**Objective**
From the lines below, keep only those containing the string "foreground", matching case exactly, and copy each one unchanged.

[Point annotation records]
◇ ◇ ◇ ◇
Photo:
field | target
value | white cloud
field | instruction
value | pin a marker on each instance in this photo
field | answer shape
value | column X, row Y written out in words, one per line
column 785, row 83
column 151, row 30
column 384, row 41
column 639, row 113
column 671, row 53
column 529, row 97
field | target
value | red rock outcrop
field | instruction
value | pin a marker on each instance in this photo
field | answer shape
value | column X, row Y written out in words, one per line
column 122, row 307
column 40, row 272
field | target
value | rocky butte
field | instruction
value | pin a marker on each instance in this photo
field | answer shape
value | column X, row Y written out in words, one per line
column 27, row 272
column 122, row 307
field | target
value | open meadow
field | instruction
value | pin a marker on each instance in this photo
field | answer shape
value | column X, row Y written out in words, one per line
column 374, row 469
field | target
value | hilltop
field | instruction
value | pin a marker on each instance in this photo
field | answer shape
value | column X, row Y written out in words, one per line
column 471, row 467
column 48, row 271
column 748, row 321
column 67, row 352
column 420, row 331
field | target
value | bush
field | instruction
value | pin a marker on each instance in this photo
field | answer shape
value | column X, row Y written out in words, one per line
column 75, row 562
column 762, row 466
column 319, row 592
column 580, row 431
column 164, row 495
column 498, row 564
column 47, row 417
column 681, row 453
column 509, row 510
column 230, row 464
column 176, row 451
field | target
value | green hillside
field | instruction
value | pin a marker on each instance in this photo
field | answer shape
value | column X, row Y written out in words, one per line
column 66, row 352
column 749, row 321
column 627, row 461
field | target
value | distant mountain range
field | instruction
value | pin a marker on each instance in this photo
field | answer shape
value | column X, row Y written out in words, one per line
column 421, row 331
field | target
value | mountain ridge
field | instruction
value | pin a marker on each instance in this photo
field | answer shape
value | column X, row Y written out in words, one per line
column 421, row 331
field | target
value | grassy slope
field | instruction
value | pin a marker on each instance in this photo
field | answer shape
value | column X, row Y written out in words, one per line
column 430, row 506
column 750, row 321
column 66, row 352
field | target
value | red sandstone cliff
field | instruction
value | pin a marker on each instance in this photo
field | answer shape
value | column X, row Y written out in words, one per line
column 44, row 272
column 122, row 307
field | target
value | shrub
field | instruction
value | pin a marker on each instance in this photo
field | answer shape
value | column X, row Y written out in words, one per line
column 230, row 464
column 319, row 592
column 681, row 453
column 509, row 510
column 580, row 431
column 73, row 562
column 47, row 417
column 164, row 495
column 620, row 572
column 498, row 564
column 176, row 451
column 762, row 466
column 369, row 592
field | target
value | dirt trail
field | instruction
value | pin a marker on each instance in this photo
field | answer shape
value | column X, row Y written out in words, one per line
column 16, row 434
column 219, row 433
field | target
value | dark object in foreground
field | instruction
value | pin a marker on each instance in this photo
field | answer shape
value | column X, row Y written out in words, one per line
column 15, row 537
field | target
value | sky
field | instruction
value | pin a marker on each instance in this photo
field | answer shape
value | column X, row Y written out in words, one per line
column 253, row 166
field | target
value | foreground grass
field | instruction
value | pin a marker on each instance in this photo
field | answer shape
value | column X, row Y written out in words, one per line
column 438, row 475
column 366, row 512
◇ ◇ ◇ ◇
**Written answer**
value | dark object in foreground
value | foreground grass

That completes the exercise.